» **Your objective**
Please quote the material exactly, every line of it.

======== Exercise materials

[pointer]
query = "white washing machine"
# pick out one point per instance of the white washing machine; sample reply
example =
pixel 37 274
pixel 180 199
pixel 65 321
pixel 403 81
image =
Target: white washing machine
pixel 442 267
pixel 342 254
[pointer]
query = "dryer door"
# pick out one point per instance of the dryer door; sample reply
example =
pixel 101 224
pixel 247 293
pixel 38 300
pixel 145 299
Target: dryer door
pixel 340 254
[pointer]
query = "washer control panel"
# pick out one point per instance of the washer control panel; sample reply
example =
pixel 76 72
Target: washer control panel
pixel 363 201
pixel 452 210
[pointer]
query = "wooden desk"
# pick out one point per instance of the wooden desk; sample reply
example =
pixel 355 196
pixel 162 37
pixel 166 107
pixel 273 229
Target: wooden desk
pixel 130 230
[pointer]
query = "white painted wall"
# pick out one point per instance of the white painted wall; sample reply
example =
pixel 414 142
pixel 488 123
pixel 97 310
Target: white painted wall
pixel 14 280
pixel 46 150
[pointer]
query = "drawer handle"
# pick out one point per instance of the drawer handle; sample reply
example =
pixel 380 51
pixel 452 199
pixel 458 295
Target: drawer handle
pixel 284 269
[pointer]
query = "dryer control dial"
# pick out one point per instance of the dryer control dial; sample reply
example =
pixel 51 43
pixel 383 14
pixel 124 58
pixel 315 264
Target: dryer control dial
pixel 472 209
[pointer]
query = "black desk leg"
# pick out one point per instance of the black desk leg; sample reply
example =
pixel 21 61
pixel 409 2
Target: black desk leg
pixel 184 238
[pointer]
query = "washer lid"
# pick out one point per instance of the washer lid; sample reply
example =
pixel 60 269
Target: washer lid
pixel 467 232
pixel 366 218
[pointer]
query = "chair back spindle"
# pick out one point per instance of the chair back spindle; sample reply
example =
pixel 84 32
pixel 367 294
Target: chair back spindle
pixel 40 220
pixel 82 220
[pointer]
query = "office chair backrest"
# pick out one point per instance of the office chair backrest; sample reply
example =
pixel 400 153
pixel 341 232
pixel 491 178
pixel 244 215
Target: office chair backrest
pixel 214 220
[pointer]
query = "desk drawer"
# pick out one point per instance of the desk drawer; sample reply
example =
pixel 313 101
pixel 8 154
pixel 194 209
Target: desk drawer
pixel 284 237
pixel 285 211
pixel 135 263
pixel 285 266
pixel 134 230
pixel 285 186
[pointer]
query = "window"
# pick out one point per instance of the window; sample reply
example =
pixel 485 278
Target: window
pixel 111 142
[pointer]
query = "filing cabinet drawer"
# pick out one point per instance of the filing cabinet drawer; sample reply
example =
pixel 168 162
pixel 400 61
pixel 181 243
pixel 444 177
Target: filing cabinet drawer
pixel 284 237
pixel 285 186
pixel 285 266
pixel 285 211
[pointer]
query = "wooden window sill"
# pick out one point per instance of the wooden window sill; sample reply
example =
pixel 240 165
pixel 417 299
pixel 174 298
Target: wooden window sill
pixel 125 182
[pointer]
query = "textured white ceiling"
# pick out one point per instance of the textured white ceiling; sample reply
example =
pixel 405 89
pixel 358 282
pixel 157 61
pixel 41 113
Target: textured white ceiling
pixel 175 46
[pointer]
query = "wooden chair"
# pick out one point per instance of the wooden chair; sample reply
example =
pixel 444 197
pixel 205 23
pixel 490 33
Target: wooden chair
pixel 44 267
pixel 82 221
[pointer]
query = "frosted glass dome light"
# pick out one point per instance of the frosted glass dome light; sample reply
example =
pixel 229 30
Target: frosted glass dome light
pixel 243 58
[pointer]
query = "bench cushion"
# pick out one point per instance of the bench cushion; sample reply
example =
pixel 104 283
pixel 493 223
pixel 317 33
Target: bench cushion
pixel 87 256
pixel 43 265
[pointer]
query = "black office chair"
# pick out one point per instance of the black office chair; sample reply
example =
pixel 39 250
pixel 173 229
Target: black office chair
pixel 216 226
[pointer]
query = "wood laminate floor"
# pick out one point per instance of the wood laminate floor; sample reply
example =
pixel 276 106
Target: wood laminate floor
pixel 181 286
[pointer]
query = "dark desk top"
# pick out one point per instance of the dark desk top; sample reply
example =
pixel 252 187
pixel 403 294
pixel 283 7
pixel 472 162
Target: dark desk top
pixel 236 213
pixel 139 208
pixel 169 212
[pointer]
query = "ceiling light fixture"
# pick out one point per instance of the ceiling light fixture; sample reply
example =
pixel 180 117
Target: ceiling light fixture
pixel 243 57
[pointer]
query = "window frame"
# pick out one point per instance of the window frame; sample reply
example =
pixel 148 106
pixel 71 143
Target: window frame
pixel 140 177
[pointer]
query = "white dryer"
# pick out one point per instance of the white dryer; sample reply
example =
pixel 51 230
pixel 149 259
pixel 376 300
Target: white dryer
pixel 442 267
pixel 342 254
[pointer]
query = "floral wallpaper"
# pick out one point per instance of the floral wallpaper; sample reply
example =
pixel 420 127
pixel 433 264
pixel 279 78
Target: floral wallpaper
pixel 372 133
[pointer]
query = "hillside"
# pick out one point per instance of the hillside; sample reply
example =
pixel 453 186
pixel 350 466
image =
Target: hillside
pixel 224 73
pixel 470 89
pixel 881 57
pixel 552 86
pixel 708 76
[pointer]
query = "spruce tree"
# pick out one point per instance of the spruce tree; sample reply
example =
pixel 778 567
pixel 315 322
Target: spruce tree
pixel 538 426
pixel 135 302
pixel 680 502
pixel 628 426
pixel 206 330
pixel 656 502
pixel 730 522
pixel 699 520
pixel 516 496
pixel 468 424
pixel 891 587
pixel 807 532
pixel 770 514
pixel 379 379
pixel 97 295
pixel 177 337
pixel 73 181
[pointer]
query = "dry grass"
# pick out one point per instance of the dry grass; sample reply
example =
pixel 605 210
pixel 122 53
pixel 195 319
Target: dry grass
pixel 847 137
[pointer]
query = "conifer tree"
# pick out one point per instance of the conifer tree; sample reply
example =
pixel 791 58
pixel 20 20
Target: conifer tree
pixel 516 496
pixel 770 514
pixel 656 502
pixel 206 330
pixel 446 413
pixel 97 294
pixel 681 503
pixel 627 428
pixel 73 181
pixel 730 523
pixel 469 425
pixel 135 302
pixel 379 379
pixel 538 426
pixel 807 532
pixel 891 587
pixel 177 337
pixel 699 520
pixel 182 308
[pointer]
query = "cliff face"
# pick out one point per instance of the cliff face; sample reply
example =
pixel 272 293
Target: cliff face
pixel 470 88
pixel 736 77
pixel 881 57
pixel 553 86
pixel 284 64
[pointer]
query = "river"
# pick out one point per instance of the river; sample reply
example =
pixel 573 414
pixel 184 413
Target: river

================

» **The result**
[pointer]
query = "white washing machine"
# pick out one point per instance of the white washing machine; sample reply
example =
pixel 37 274
pixel 180 199
pixel 65 321
pixel 403 81
image =
Target: white washing machine
pixel 442 267
pixel 342 254
[pointer]
query = "dryer door"
# pick out one point per instance of the dryer door; sample reply
example =
pixel 101 224
pixel 247 293
pixel 38 300
pixel 145 299
Target: dryer door
pixel 340 254
[pointer]
query = "washer control panel"
# pick out one point per instance of the washer control panel; sample reply
example =
pixel 76 72
Target: washer control panel
pixel 363 201
pixel 452 210
[pointer]
query = "wooden desk"
# pick out one point per instance of the wooden desk; sample reply
example =
pixel 355 196
pixel 162 37
pixel 166 107
pixel 273 229
Target: wooden desk
pixel 130 230
[pointer]
query = "white painted wall"
# pick out one point per instance of the white painted wall; sample reply
example =
pixel 414 142
pixel 488 123
pixel 97 310
Target: white painted wall
pixel 14 280
pixel 46 150
[pointer]
query = "drawer handle"
# pick out one point per instance of the drawer handle; sample reply
example =
pixel 380 51
pixel 452 199
pixel 458 295
Target: drawer handle
pixel 284 269
[pointer]
query = "dryer control dial"
# pick out one point per instance of the dryer control dial; sample reply
example =
pixel 51 43
pixel 383 14
pixel 124 58
pixel 315 264
Target: dryer control dial
pixel 472 209
[pointer]
query = "black desk leg"
# pick out one point per instance of the black desk leg; sample reply
example =
pixel 21 61
pixel 409 2
Target: black desk leg
pixel 184 238
[pointer]
query = "washer lid"
# pick out one point per instance of the washer lid; sample reply
example =
pixel 60 269
Target: washer lid
pixel 467 232
pixel 366 218
[pointer]
query = "chair back spindle"
# pick out one point per instance of the chair back spindle; sample reply
example =
pixel 84 32
pixel 367 294
Target: chair back spindle
pixel 40 220
pixel 82 220
[pointer]
query = "office chair backrest"
# pick out one point per instance of the office chair backrest; sample reply
example =
pixel 400 153
pixel 341 232
pixel 491 178
pixel 244 215
Target: office chair backrest
pixel 214 220
[pointer]
query = "desk drawer"
# pick out one point per instance of the desk drawer; sample reply
example =
pixel 313 101
pixel 8 154
pixel 194 209
Target: desk drawer
pixel 284 237
pixel 285 211
pixel 135 263
pixel 285 266
pixel 134 230
pixel 285 186
[pointer]
query = "window"
# pick out one point per instance of the window; sample reply
example =
pixel 485 278
Target: window
pixel 111 142
[pointer]
query = "filing cabinet drawer"
# pick out one point per instance of the filing cabinet drawer; sample reply
example =
pixel 168 162
pixel 400 61
pixel 181 243
pixel 444 177
Target: filing cabinet drawer
pixel 284 237
pixel 285 186
pixel 285 266
pixel 285 211
[pointer]
query = "wooden window sill"
# pick out one point per instance of the wooden window sill; sample reply
example =
pixel 240 165
pixel 417 299
pixel 174 298
Target: wooden window sill
pixel 125 182
[pointer]
query = "textured white ceiling"
# pick out one point per instance of the textured white ceiling; sample reply
example =
pixel 405 89
pixel 358 282
pixel 157 61
pixel 41 113
Target: textured white ceiling
pixel 175 46
[pointer]
query = "wooden chair"
# pick out one point per instance of the wooden chair; sample reply
example =
pixel 444 197
pixel 205 23
pixel 490 33
Target: wooden chair
pixel 44 267
pixel 82 221
[pointer]
query = "frosted glass dome light"
# pick out one point per instance of the frosted glass dome light; sample reply
example =
pixel 229 30
Target: frosted glass dome light
pixel 243 58
[pointer]
query = "bench cushion"
# pick out one point per instance of the bench cushion; sample reply
example =
pixel 104 283
pixel 493 223
pixel 317 33
Target: bench cushion
pixel 87 256
pixel 43 265
[pointer]
query = "black office chair"
# pick out one point per instance of the black office chair; sample reply
example =
pixel 39 250
pixel 173 229
Target: black office chair
pixel 216 226
[pointer]
query = "wood laminate floor"
# pick out one point per instance of the wood laminate floor; sample reply
example =
pixel 276 106
Target: wood laminate floor
pixel 181 286
[pointer]
query = "dark desk top"
# pick out one point per instance of the dark desk top; sample reply
example =
pixel 252 187
pixel 403 294
pixel 283 7
pixel 472 162
Target: dark desk top
pixel 236 213
pixel 139 208
pixel 169 212
[pointer]
query = "ceiling light fixture"
# pick out one point per instance of the ceiling light fixture; sample reply
example =
pixel 180 117
Target: ceiling light fixture
pixel 243 57
[pointer]
query = "window frame"
# pick out one point per instance of the window frame; sample reply
example =
pixel 148 106
pixel 71 143
Target: window frame
pixel 140 177
[pointer]
query = "white dryer"
# pick out one point per instance of the white dryer; sample reply
example =
pixel 51 230
pixel 149 259
pixel 376 300
Target: white dryer
pixel 442 267
pixel 342 254
[pointer]
query = "floral wallpaper"
# pick out one point per instance of the floral wallpaper; sample reply
example =
pixel 420 127
pixel 433 264
pixel 279 78
Target: floral wallpaper
pixel 372 133
[pointer]
query = "hillside"
# pick out one point per instance of the hillside; sample reply
example =
pixel 453 186
pixel 350 466
image =
Target: hillside
pixel 224 73
pixel 470 89
pixel 881 57
pixel 552 86
pixel 708 76
[pointer]
query = "spruce tree"
# pick out one point per instance of the spruce tree; sample reply
example =
pixel 778 567
pixel 315 322
Target: spruce tree
pixel 538 426
pixel 135 302
pixel 680 502
pixel 628 426
pixel 206 330
pixel 656 502
pixel 730 522
pixel 699 520
pixel 516 496
pixel 468 424
pixel 891 587
pixel 807 532
pixel 770 514
pixel 379 379
pixel 97 295
pixel 177 337
pixel 73 181
[pointer]
query = "dry grass"
# pick out one point per instance of the dry grass; sample reply
example =
pixel 605 210
pixel 122 53
pixel 195 319
Target: dry grass
pixel 847 137
[pointer]
query = "conifer tree"
# pick out one point per instance of the conifer tree; sample reply
example =
pixel 791 58
pixel 20 20
Target: conifer tree
pixel 516 496
pixel 770 514
pixel 656 502
pixel 206 330
pixel 446 413
pixel 97 294
pixel 681 503
pixel 627 428
pixel 73 181
pixel 730 523
pixel 469 425
pixel 135 302
pixel 379 379
pixel 538 426
pixel 807 532
pixel 891 587
pixel 177 337
pixel 699 520
pixel 182 308
[pointer]
query = "cliff face"
# pick out one point per instance of the cliff face; sample reply
example =
pixel 272 293
Target: cliff face
pixel 470 88
pixel 736 77
pixel 881 57
pixel 553 86
pixel 284 64
[pointer]
query = "river"
# pick out one point per instance of the river; sample reply
example =
pixel 573 414
pixel 184 413
Target: river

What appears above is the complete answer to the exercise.